_Given problem 1_:
List every baseball team named in the Jackie Robinson text below.
_Given problem 2_:
Proceed with the Jackie Robinson text below, writing on from its final line.

BEGIN Selected text

Saturday, April 15, 2017
April 15, 1947: We Are All Number 42
He wore Number 42 -- apparently, it was the lowest number not yet claimed by an established player -- and played 1st base. (Starting the next season, he would play 2nd base. By 1953, he was being used at 3rd base.) He handled 13 chances, including 3 pop-ups, without an error, despite never having played the position before Spring Training the previous month.
Batting 2nd in the order against Johnny Sain, a very good pitcher, he grounded to 3rd in the 1st inning, flew out to left in the 3rd and grounded to short to start a double play in the 5th. But in the 8th, he reached 2nd base on an error when his attempt to bunt Eddie Stanky over was mishandled, and they both scored on Pete Reiser's double. These would be the winning runs in the Dodgers' 5-3 victory over the Boston Braves.
September 30, 1947: Game 1 of the World Series. The Dodgers had won the Pennant, and were preparing to play the Yankees. All together, Jackie Robinson and his 24 white teammates stand on the 3rd-base line at Yankee Stadium, hearing the National Anthem.
Jackie would write in his memoir, which he titled I Never Had It Made, that this was the highlight of his career: Not only had he played in the white major leagues, but he had been accepted by his teammates, and, together, they had succeeded. They were the National League Champions.
October 4, 1955: After losing the World Series to the Yankees in 1947, 1949, 1952 and 1953, losing a Pennant on the last day of the season to the Philadelphia Phillies in 1950, and losing a Playoff for the Pennant to their arch-rivals, the New York Giants, in 1951 -- after already blowing Pennants to the St. Louis Cardinals in 1942 and 1946, before Jackie got there -- the Dodgers beat the Yankees 2-0 in Game 7 at Yankee Stadium, and finally win the World Series.
Dodger manager Walter Alston was no fan of Robinson, seeing him as a challenge to his authority. He did not put Jackie in the game. But Jackie, in spite of his rising weight and increasing injuries reducing his vaunted speed, was the 1st man out of the dugout to celebrate on the field with his teammates who did get into the game. He retired after the next season, winning 1 more Pennant, but, again, losing the Series to the Yankees.
July 23, 1962: Jackie Robinson is the 1st nonwhite player inducted into the Baseball Hall of Fame. He was elected in his 1st year of eligibility.
July 16, 1964: Senator Barry Goldwater of Arizona accepts the Republican Party's nomination for President at their Convention in San Francisco.

END Selected text
BEGIN Dataset extract

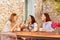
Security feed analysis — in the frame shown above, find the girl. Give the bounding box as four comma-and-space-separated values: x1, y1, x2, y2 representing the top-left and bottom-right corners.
42, 13, 54, 31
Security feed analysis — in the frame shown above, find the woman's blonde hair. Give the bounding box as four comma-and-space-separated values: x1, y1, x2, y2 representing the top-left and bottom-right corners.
9, 13, 17, 22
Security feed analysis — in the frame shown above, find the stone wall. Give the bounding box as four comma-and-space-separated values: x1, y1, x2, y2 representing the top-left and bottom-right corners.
0, 0, 24, 30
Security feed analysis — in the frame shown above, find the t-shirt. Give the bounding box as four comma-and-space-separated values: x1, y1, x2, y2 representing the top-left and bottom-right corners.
26, 23, 37, 31
43, 21, 54, 31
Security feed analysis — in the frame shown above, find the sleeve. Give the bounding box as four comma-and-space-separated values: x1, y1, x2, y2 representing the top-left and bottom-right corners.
34, 23, 38, 31
2, 21, 11, 32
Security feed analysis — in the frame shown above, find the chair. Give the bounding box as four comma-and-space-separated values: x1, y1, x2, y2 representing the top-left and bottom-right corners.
0, 32, 17, 40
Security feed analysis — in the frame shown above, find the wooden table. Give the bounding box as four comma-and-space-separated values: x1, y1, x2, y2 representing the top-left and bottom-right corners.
15, 32, 60, 38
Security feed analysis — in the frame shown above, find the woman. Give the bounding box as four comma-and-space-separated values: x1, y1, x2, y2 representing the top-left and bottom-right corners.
26, 15, 37, 31
21, 15, 37, 31
42, 13, 54, 31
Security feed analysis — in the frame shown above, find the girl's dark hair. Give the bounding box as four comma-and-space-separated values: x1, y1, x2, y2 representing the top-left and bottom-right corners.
9, 13, 17, 22
44, 13, 51, 22
29, 15, 36, 24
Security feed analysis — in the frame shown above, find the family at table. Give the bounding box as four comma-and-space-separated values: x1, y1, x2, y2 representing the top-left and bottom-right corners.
1, 13, 60, 39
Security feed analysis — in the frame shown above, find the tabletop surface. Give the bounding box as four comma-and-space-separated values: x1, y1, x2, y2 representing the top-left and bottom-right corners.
14, 32, 60, 38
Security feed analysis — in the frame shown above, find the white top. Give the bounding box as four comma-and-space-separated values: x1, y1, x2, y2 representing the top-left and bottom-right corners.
26, 23, 37, 31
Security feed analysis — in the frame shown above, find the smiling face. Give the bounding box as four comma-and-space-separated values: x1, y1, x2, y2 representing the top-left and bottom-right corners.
41, 14, 46, 21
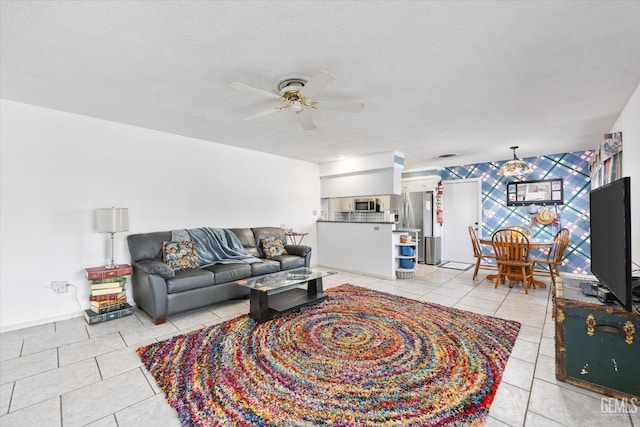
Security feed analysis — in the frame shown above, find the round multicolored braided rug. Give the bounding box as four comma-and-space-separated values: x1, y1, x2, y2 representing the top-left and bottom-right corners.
137, 285, 520, 427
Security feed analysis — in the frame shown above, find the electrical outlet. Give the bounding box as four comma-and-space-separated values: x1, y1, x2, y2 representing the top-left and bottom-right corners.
50, 280, 67, 294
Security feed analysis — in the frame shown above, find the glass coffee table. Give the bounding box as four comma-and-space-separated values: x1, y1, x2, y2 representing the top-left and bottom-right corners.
235, 267, 336, 323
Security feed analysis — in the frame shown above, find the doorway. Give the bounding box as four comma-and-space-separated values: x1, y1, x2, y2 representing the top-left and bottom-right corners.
441, 178, 482, 263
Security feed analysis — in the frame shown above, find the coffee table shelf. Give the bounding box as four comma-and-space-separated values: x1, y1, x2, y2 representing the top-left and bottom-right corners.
269, 288, 327, 314
235, 267, 336, 323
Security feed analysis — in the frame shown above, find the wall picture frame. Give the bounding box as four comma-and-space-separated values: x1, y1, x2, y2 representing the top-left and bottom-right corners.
507, 178, 564, 206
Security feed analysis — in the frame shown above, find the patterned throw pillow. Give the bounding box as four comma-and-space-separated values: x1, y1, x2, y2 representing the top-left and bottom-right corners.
262, 236, 287, 259
162, 240, 199, 270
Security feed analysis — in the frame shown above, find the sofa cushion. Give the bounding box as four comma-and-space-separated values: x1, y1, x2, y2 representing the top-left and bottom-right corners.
229, 228, 260, 257
162, 240, 198, 270
251, 259, 280, 277
204, 263, 251, 285
261, 236, 287, 259
273, 255, 305, 270
251, 227, 287, 258
167, 268, 215, 294
127, 231, 171, 262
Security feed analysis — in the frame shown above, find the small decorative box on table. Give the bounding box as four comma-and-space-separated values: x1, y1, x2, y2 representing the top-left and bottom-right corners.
554, 278, 640, 400
84, 264, 133, 324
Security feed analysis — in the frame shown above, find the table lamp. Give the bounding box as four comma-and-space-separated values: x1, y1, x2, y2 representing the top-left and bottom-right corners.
96, 208, 129, 268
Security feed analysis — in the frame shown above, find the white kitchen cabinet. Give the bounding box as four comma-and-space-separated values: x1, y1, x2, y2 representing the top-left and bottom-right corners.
340, 197, 354, 212
378, 196, 392, 212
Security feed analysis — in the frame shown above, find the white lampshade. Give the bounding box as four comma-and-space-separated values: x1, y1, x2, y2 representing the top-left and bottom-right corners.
96, 208, 129, 233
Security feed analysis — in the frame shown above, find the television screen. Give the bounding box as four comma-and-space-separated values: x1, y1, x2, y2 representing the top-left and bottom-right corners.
589, 177, 633, 311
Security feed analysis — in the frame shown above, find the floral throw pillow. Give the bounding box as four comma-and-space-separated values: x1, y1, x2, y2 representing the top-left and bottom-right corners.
162, 240, 199, 270
262, 236, 287, 259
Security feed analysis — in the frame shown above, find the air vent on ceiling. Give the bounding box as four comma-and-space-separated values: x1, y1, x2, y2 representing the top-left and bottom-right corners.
436, 153, 458, 159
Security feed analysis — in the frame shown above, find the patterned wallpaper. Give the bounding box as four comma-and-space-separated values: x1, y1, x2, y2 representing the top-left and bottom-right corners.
441, 151, 593, 274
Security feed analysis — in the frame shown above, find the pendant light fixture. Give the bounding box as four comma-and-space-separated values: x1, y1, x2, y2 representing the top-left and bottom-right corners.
499, 145, 531, 178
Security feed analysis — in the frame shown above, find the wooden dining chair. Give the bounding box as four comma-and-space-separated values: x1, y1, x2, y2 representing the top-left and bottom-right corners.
532, 228, 571, 288
491, 228, 536, 294
469, 226, 497, 280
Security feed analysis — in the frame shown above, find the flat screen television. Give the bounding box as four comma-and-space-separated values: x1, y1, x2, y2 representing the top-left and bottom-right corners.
589, 177, 633, 311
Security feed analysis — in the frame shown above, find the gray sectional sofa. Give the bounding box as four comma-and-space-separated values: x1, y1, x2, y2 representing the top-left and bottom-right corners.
127, 227, 311, 325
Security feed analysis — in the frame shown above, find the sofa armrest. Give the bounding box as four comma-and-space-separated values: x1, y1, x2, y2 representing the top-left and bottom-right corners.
133, 259, 176, 279
284, 245, 311, 258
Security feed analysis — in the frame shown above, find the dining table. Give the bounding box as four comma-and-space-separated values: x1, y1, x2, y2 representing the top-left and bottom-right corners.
479, 236, 553, 288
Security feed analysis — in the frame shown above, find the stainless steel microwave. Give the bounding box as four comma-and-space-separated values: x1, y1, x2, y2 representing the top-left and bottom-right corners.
353, 199, 378, 212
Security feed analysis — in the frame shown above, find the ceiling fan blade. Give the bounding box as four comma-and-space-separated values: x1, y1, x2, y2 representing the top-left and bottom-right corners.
229, 82, 280, 100
300, 71, 336, 99
242, 107, 282, 120
296, 112, 316, 130
314, 101, 364, 113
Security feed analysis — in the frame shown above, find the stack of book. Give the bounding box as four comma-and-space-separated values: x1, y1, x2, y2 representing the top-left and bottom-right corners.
84, 264, 133, 324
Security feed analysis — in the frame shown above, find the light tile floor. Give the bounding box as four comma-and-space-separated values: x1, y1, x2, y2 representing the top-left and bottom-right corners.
0, 265, 640, 427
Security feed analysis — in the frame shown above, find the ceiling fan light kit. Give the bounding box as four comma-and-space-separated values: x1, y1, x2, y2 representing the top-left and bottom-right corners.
498, 145, 531, 178
229, 71, 364, 130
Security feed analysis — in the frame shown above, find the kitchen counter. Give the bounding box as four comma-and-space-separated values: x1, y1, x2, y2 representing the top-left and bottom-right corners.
317, 219, 395, 224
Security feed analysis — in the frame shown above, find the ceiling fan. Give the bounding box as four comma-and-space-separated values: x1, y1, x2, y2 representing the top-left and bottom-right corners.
229, 71, 364, 130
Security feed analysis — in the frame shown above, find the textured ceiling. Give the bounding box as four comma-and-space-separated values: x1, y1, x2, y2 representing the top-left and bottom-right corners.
0, 0, 640, 168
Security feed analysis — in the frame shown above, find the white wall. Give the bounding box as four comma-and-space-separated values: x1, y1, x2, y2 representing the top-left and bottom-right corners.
610, 85, 640, 270
0, 100, 320, 332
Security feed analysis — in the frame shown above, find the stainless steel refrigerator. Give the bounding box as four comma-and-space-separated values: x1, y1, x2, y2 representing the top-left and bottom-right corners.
400, 191, 440, 265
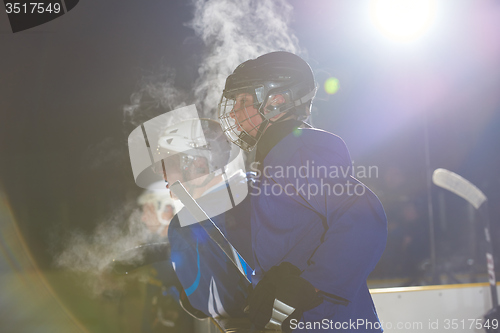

END Dataset extract

_Right answer 1_:
Dodgers, Boston Braves, Yankees, Philadelphia Phillies, New York Giants, St. Louis Cardinals

_Right answer 2_:
Jackie was a Republican because of Abraham Lincoln, due not just to his having freed the slaves, but to his message of self-reliance. Jackie worked for one of the other candidates for the 1964 Republican Presidential nomination, Governor Nelson Rockefeller of New York, whom he had seen, and whom he had helped, work toward civil rights advances.
Goldwater had voted against the Civil Rights Act of 1964 -- he said, because he believed 2 of its 11 clauses were unconstitutional. Being one-quarter Jewish, he believed bigotry of any kind was wrong. But a lot of his supporters were racist, and many Southern Democrats switched parties to vote for him. Not enough to swing the election: Indeed, many liberal and moderate Republicans crossed the aisle, one time, to vote to give a full term to President Lyndon Johnson, who had signed the act that his late predecessor, John F. Kennedy proposed.
Jackie told writer Roger Kahn, who had covered the Dodgers for the New York Herald Tribune, and would later write The Boys of Summer about them, "It would make everything I've worked for meaningless if baseball were integrated, but America's political parties were segregated."
He had supported Richard Nixon over Kennedy in 1960, but supported Johnson over Goldwater in 1964, would support longtime civil rights activist Hubert Humphrey over Nixon in 1968, and was supporting George McGovern over Nixon in 1972.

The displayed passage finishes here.